# Provided passage
-- start --
Research Methodology Sample

CHAPTER III
Research Methodology

Quasi-Qualitative Research

The methods evolved during the initial research following the evaluation of literature and new learning concept in quasi-qualitative research and secondary analysis methods. The literature collected enlightened the researcher’s understanding of practical and effective methods for researching educational phenomena in a technical life. New concepts in quasi-qualitative and interpretative approaches enabled the researcher’s adaptation of appropriate methods for the unique focus of this study.

The problems addressed by this study have been pointed to by research and thinking in system design bricolage, diffusion theory and secondary analysis anchored in grounded theory, with the appendices providing the background summary of said methods mentioned, to arrive at the design aspect of the subject matter which is food dehydration craft technology.

This summary of the combined research methods to acquire data inductively, evaluate it in context and to generate the approaches deem to fit the conceptual framework of the study.
-- end --
# Data
-- start --
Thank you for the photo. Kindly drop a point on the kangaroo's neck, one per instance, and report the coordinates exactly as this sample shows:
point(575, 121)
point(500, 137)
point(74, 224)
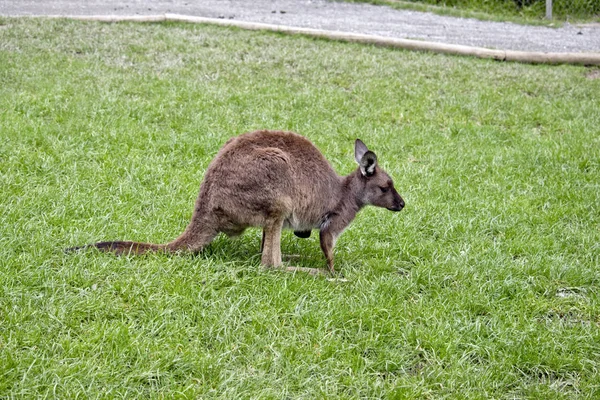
-- end --
# Instruction A
In the research methodology chapter, repeat word for word the passage from "The problems addressed" to "dehydration craft technology.".
# Instruction B
Condense the paragraph of the research methodology chapter that opens with "The methods evolved during the initial research" into a shorter version that keeps its main facts.
# Instruction C
Write the next part of the research methodology chapter, starting after its final sentence.
The data above is drawn from a different source than the text.

# Result A
The problems addressed by this study have been pointed to by research and thinking in system design bricolage, diffusion theory and secondary analysis anchored in grounded theory, with the appendices providing the background summary of said methods mentioned, to arrive at the design aspect of the subject matter which is food dehydration craft technology.

# Result B
The methods took shape during early research, after a review of the literature and of new concepts in quasi-qualitative research and secondary analysis. The literature sharpened the researcher's grasp of practical, effective ways to study educational phenomena in a technical life. New quasi-qualitative and interpretative concepts let the researcher adapt suitable methods for the study's unique focus.

# Result C
The study drew a combination of approaches: heuristic-technoscience with use of bricolage, diffusion theory and secondary analysis under grounded theory precepts.
Description of Methodology

Prior to conducting a research design, an initial theoretical model was developed using heuristics from prior research and technical experience. The initial model integrated the ideas and constructions generated during the first phase. The initial research activity reviewed the literature and developed researched questions. The literature review spanned the body of journals, abstracts, relevant book sections and references from articles concerning Philippines’ secondary school education in comparison to its Asian neighbors and  across the works of food dehydration process, and industrial design disciplines.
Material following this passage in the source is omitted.